Data for analysis section start

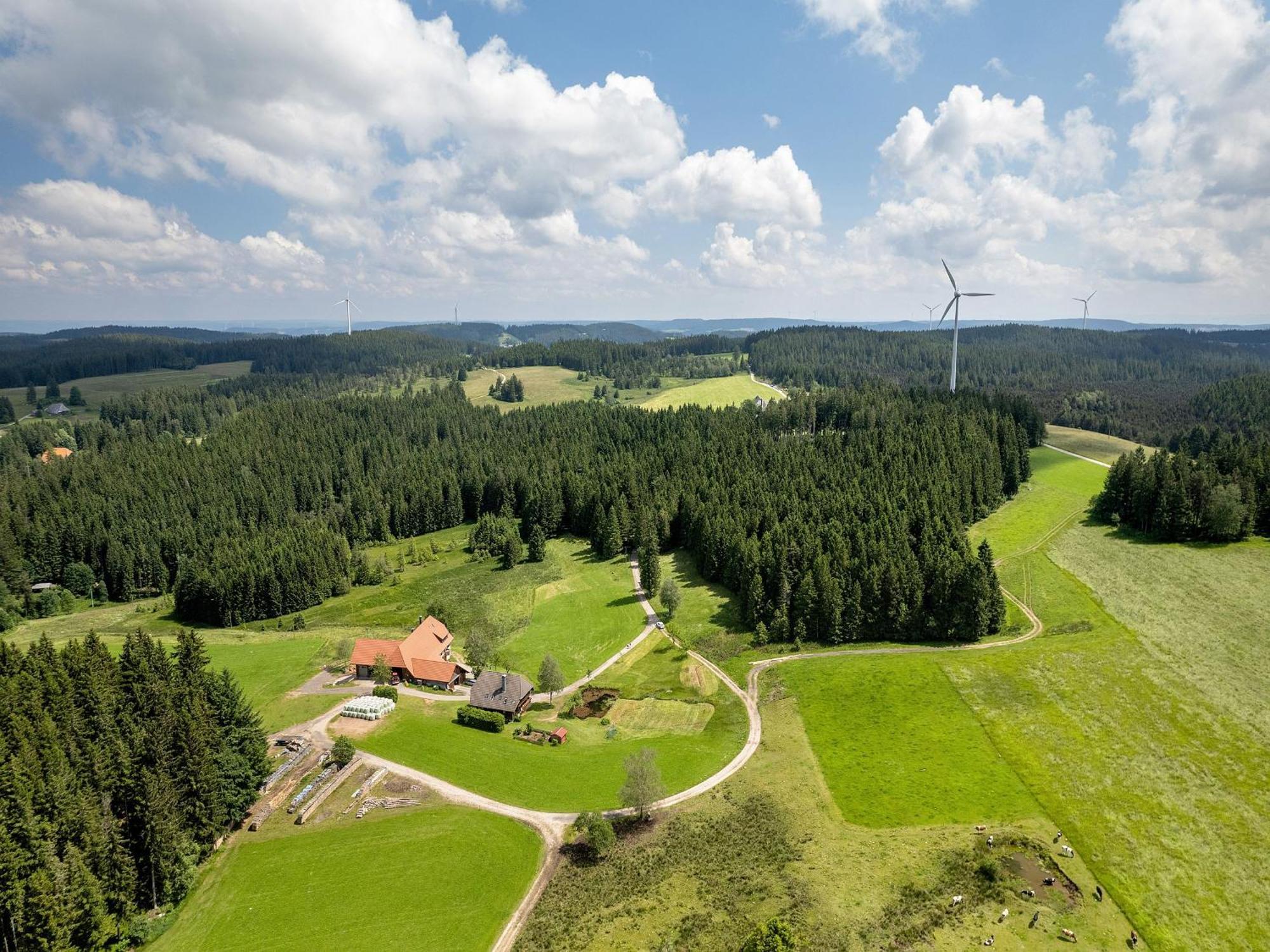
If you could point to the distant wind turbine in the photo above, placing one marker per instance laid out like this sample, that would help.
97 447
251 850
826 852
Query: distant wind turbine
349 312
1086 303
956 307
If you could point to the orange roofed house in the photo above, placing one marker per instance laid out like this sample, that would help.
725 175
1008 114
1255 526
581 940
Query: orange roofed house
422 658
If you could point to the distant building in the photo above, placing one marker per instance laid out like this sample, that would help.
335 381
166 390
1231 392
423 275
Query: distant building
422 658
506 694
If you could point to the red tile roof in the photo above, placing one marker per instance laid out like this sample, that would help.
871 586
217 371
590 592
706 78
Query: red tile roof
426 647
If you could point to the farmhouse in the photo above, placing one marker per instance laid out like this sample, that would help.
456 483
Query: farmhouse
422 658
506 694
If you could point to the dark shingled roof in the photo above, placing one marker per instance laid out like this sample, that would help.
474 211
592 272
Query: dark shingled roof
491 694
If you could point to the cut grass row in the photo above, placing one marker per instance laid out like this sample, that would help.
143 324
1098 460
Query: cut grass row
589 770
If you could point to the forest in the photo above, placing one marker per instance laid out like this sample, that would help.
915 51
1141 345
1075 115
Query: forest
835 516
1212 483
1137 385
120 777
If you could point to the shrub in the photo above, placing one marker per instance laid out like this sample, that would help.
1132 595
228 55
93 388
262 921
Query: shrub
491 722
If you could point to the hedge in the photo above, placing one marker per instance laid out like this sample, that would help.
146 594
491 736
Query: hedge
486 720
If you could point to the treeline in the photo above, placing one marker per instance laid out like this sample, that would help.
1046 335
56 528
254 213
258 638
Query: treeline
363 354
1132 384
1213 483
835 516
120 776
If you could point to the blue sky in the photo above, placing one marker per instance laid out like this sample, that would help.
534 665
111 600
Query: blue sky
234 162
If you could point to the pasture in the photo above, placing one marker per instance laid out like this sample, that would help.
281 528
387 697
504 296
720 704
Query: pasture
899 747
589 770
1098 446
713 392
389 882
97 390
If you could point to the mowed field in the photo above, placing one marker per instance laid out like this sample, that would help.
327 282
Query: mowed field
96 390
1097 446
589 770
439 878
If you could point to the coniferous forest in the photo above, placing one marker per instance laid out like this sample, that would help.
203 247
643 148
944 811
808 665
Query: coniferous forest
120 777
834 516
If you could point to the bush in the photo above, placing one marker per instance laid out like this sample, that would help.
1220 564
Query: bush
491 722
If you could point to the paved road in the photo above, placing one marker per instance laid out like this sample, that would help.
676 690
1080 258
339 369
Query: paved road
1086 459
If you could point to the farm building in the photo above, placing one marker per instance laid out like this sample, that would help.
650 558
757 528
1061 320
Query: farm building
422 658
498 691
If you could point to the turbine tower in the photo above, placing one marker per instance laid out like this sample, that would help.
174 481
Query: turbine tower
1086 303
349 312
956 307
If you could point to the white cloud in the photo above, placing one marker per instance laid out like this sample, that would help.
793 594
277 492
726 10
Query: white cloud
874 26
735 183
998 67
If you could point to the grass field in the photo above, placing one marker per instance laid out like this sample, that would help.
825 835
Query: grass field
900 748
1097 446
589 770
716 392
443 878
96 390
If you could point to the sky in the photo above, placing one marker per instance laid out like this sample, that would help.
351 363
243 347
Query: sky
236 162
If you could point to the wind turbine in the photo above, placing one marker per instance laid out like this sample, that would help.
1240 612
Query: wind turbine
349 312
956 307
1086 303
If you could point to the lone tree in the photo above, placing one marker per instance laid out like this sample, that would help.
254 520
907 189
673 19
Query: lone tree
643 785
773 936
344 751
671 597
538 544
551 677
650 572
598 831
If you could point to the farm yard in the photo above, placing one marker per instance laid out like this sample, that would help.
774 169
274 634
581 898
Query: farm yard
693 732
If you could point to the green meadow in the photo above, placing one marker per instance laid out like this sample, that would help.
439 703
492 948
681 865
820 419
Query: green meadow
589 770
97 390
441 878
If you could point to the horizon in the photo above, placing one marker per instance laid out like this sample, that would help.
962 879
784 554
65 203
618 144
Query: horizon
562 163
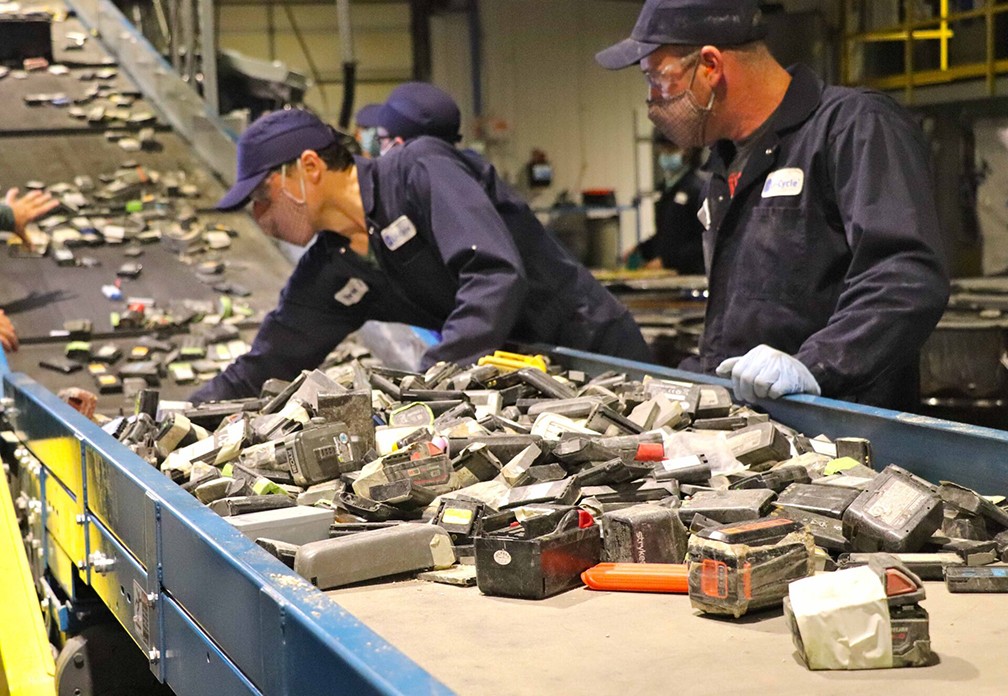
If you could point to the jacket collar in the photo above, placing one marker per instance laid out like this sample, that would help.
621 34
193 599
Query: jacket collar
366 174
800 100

Data for analysis section end

● Your objective: An exact copy of every record above is required, with all pictures omitted.

● Response to this exercise:
If you could point to the distant wind turbine in the photo above, placing one marker per instance laid out like this sample, that would help.
97 447
251 850
826 852
Query: distant wind turbine
349 312
1086 303
956 307
If you could point to the orange roofed house in the photo above, placing one marker per instance laid out like this sample, that would help.
725 175
1008 114
1255 526
581 940
Query: orange roofed house
422 658
If you could point to the distant building in the photo above, placing one marker per instance laid out like this sample, that would help.
335 381
166 390
1231 392
423 275
Query: distant building
422 658
506 694
If you could point to the red tile roof in the photo above, placing one marker per instance laid out like this sample, that would help.
871 586
217 371
590 592
706 78
Query: red tile roof
426 647
If you could point to the farmhouse in the photo above, placing one marker per instance laid out like this sample, that would help.
456 483
Query: farmhouse
422 658
506 694
If you could point to the dark shingled roof in the photo above, placing one marker per instance laid out like this sample, that would help.
474 211
592 272
Query: dark shingled roof
491 694
If you could point to the cut grass row in the photo above, placing one marker per instance laid out like this sample, that would help.
143 324
1098 460
Query: cut grass row
589 770
If you could point to the forest in the photo above, placing one marker per instance laid out like this sample, that would help.
915 51
1141 345
1075 115
Query: forest
835 516
1212 483
1137 385
120 777
If you could point to the shrub in the photo above, placing one marker per instance laid out like this sample, that would help.
1132 595
228 55
93 388
262 921
Query: shrub
491 722
If you could point to the hedge in the photo above, placing one marker per instance laid out like this sample, that would help.
146 594
491 736
Query: hedge
486 720
If you could point to the treeline in the photo above, placing one marker per instance laid out like this sample, that would help.
1046 335
56 528
254 213
258 638
Query: treeline
363 354
1132 384
1213 483
835 516
120 776
If you could point to the blue sky in the photo above, placing one marker per instance laid out like this sample, that would help.
534 665
111 600
Query: blue sky
234 162
If you could point to the pasture in the photo above, placing one marker per instance laid out like this sample, that would help.
281 528
387 697
504 296
720 704
Query: pasture
899 747
589 770
1098 446
713 392
389 882
97 390
If you could point to the mowed field in the photo above, placing one marker per instance laid out like this sample, that would help.
327 282
Query: mowed field
96 390
1097 446
589 770
439 878
If you could point to the coniferous forest in the photo above, placing one marker per instance laid out like this sample, that would help.
203 247
643 148
944 811
808 665
Query: coniferous forest
120 777
834 516
If you could point to the bush in the photo above, placing one marker per instance laid out like this sample, that would help.
1220 564
Query: bush
491 722
If you could point to the paved road in the photo above, placing one marker per instance laid out like this sample, that would help.
676 690
1080 258
339 369
Query: paved road
1086 459
If you could point to the farm building in the photo above, placing one marker per instance laid out like this sample, that would help.
650 558
757 528
1061 320
Query: farm building
422 658
498 691
If you could point to the turbine tower in the photo above, placing one marker per instance laid out like this sample, that would help.
174 481
Query: turbine tower
1086 303
349 312
956 307
If you could point to the white cloud in the photo above, placing one marker per instance laid out like this sample, that would help.
793 594
277 492
726 10
Query: white cloud
874 26
735 183
998 67
If you could point to the grass field in the photo above, placing one marker per instance laid out like this sample, that would help.
825 835
Query: grass field
900 748
1097 446
589 770
716 392
443 878
96 390
If you could point to the sky in the photo above, placing one marker per instance laid out like this sample, that would help.
351 363
243 347
Query: sky
236 162
If you could point to the wind turbine in the photo above, placing one marker per instance laid out like this sample, that would help.
1240 612
Query: wind turbine
349 312
956 307
1086 303
If you could point to the lone tree in the photo above, placing one marker per instance laid out like this sample, that would help.
254 520
907 189
673 19
Query: lone tree
643 785
773 936
344 751
671 597
538 544
551 677
650 572
598 831
If you could point to the farm yard in the photo above, placing one marker per instance laid out like this sample, that would help.
774 169
274 634
581 898
Query: farm yard
693 732
If you could point to the green meadow in the photo above, placing one marker per instance laid out like this sample, that would help.
439 703
492 948
681 865
820 419
Query: green meadow
589 770
97 390
441 878
If you could point to the horizon in the photo above, placing one marker per instance laid out like this sample, that would help.
962 879
784 554
65 203
618 144
Query: horizon
562 163
If you could point to the jacket collar in the photo above, placing one marker per instance laid out like this sample, that would help.
621 34
193 599
Query: jacket collar
366 174
800 100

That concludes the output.